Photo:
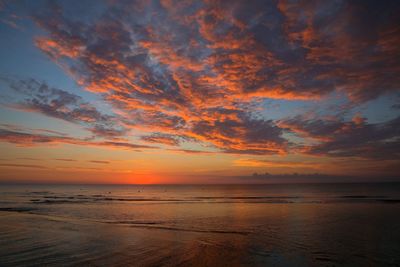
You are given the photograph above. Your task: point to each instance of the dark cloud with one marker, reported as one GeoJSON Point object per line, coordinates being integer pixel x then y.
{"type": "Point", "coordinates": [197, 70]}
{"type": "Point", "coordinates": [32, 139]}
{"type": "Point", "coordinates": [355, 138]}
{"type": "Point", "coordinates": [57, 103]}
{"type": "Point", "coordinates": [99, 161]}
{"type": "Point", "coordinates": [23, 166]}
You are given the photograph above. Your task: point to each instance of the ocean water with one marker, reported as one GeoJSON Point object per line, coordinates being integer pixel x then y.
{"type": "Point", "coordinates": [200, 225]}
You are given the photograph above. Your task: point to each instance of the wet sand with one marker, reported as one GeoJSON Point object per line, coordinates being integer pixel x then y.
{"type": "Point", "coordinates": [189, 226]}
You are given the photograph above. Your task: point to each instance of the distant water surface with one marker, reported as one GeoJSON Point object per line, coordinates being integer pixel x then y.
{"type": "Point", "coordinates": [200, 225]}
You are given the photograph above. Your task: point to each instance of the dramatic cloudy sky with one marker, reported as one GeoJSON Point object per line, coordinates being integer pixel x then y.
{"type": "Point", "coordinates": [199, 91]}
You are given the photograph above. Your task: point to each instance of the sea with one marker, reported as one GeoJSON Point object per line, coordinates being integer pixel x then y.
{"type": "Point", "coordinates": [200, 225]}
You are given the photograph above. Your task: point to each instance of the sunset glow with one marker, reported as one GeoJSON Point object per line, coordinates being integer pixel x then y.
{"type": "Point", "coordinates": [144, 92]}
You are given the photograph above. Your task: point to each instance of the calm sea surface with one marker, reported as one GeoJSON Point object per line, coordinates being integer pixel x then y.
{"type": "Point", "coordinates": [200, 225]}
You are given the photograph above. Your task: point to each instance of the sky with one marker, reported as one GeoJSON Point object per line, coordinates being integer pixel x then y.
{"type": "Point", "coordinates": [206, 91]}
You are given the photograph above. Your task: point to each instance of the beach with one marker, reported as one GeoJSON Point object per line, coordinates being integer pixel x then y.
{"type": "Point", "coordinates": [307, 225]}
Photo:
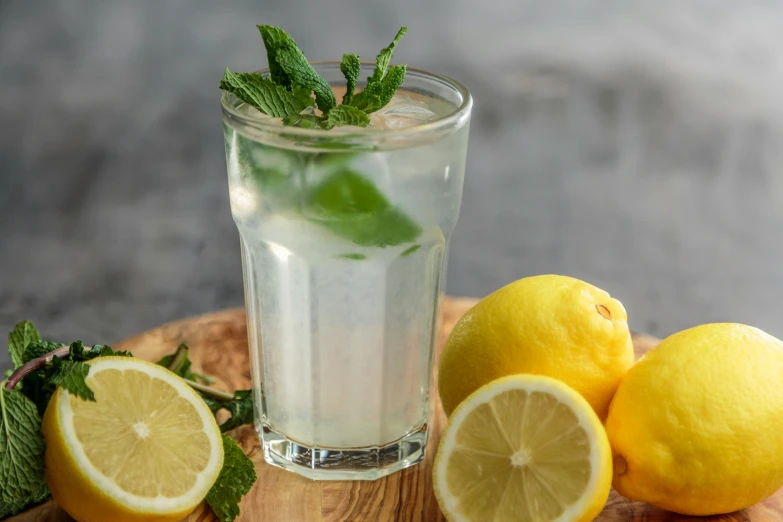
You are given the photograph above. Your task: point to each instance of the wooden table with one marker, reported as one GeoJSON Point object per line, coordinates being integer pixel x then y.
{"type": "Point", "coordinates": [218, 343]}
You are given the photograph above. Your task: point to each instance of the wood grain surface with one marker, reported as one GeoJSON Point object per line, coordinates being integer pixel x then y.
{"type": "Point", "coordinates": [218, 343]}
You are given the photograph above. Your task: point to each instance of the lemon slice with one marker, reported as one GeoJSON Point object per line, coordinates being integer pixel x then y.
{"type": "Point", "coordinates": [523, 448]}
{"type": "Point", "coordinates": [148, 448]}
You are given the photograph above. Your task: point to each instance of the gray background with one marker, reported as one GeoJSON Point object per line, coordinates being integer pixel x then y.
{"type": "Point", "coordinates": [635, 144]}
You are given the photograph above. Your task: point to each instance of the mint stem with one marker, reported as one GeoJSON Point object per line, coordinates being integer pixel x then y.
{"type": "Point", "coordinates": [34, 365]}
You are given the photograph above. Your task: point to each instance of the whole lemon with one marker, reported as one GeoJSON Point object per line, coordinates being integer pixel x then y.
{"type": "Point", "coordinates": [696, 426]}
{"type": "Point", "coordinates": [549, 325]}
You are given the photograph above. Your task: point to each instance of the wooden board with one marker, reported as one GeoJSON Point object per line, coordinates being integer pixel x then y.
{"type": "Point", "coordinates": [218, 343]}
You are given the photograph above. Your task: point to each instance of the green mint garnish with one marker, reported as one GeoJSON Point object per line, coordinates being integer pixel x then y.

...

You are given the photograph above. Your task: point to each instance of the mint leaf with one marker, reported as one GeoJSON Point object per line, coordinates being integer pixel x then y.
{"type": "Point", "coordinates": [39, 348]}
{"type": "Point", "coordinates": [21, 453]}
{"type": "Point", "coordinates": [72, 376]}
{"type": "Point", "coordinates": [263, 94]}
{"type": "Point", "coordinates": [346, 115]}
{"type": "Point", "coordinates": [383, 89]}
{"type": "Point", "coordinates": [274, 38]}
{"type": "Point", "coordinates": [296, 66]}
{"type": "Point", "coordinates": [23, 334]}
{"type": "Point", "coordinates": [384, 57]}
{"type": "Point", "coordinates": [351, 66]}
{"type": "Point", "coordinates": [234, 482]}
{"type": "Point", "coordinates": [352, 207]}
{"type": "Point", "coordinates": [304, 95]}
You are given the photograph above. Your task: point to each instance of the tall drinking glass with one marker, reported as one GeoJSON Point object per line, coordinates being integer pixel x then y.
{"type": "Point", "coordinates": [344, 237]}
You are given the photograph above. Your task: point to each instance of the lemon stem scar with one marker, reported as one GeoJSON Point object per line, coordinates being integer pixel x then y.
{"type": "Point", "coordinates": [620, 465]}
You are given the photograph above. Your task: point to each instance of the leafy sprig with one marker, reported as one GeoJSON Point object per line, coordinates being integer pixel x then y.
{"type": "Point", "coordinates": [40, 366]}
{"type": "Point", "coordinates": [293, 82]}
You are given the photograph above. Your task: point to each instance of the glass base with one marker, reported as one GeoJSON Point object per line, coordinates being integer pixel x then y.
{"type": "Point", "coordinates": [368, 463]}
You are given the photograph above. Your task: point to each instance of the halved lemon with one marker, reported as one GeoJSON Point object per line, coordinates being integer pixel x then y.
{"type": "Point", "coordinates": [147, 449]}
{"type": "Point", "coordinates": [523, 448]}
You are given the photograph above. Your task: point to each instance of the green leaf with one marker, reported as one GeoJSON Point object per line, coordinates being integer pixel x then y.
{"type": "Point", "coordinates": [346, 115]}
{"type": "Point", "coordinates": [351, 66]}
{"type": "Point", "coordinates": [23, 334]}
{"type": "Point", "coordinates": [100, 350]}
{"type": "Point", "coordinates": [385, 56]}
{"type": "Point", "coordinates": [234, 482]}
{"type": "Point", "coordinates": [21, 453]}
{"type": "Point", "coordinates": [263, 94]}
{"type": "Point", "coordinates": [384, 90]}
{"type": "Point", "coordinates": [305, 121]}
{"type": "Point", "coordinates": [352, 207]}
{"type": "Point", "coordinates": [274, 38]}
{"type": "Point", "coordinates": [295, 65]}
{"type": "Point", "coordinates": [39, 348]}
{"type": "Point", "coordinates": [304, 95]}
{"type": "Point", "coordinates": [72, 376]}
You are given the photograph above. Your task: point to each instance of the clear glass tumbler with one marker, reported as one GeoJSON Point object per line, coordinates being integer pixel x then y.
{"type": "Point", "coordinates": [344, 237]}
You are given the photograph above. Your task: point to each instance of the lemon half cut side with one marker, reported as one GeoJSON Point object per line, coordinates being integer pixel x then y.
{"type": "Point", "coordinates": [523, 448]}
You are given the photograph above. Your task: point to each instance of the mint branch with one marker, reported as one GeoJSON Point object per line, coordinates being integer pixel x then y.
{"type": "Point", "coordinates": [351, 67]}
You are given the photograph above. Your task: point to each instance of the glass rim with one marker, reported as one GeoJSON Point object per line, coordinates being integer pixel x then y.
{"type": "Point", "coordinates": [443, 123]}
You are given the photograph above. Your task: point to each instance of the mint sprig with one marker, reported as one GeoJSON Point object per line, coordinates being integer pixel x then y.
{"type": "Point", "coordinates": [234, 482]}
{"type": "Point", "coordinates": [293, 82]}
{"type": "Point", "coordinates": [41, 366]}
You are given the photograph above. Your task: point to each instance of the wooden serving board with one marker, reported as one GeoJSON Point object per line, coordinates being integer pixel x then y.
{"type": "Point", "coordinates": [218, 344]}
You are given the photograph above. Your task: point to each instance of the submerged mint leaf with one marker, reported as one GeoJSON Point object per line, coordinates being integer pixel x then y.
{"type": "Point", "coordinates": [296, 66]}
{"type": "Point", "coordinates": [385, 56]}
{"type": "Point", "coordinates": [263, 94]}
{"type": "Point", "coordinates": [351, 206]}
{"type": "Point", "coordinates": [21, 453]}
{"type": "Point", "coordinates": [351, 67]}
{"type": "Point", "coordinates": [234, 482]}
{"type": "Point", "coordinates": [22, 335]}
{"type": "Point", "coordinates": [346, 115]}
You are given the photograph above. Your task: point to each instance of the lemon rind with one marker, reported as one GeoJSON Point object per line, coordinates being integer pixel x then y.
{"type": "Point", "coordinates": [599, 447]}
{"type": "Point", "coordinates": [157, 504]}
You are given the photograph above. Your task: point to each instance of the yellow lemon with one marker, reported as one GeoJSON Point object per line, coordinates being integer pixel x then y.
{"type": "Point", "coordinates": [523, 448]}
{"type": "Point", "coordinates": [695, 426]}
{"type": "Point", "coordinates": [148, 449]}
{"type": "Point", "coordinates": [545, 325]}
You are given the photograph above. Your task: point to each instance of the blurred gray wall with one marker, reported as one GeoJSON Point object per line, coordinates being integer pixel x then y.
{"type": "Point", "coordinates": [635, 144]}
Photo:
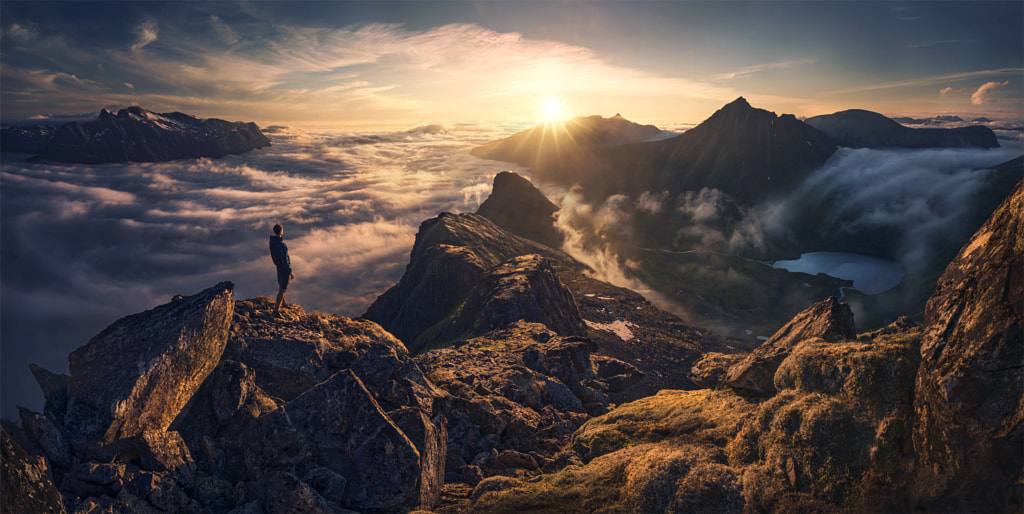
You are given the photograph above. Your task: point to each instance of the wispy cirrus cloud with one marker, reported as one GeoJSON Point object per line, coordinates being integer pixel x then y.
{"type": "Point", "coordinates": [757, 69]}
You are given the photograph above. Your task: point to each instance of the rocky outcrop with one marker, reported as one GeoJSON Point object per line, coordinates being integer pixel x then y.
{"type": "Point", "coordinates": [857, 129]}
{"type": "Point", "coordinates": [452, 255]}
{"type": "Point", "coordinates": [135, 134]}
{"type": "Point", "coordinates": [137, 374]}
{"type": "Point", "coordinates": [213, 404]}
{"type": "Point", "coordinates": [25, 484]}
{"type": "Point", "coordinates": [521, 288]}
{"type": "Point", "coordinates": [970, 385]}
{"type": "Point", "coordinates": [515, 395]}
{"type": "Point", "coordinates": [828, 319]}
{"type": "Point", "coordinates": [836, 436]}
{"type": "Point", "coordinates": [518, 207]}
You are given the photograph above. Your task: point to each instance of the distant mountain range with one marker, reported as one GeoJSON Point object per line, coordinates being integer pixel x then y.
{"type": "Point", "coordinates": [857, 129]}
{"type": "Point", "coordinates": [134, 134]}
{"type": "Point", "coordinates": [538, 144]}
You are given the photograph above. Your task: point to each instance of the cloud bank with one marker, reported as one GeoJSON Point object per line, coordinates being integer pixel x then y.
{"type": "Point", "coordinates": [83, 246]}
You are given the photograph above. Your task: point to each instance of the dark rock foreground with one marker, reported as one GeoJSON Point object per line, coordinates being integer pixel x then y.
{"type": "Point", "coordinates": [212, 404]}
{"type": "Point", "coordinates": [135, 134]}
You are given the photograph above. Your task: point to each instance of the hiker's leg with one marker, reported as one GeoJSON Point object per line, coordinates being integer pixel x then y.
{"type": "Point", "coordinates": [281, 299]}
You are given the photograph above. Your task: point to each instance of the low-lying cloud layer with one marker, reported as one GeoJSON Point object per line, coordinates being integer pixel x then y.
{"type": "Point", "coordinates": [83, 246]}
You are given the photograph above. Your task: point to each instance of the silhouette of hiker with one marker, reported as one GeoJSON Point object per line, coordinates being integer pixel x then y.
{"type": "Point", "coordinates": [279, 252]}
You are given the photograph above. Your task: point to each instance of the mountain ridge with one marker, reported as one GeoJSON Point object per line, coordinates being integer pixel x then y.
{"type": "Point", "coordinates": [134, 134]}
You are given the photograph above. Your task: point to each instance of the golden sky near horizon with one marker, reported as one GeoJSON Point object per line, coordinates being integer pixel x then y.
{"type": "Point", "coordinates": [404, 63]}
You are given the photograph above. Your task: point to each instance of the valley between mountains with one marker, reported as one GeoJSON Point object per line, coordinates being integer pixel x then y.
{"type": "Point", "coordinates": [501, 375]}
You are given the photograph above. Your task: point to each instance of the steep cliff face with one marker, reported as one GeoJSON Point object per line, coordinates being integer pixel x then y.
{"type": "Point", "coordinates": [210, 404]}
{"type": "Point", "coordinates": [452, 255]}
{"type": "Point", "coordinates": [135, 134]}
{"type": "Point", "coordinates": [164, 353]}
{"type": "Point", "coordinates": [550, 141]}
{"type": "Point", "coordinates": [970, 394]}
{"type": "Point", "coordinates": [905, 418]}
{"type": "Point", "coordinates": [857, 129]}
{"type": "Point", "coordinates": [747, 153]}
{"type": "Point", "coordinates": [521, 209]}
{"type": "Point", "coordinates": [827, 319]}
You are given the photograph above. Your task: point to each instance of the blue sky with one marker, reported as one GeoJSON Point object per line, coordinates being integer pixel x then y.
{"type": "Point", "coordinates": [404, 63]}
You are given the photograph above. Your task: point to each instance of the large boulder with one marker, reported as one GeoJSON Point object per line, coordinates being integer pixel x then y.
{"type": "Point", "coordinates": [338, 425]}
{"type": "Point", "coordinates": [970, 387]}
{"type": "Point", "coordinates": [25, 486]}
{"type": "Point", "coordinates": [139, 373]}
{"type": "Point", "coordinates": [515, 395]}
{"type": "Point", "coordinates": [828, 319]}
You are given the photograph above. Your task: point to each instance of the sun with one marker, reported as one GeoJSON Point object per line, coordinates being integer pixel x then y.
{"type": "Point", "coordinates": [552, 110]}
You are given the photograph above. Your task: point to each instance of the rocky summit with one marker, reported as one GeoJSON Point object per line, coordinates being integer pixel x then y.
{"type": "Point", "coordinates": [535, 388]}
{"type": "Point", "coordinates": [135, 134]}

#### What is asked:
Copy out every line of the material above that contains the string "dark", matching case exactly.

#### Written response:
You are given the photograph above. Your task: point to each instance of the dark cloud with one marker, reported as one GeoJSON Point object per line, coordinates being integer pixel x then y.
You are given the photograph above. Your task: point to each instance of the dark rock foreground with one marker, reported as one GeoJSON Point object per line, coordinates being integer pixel x then y.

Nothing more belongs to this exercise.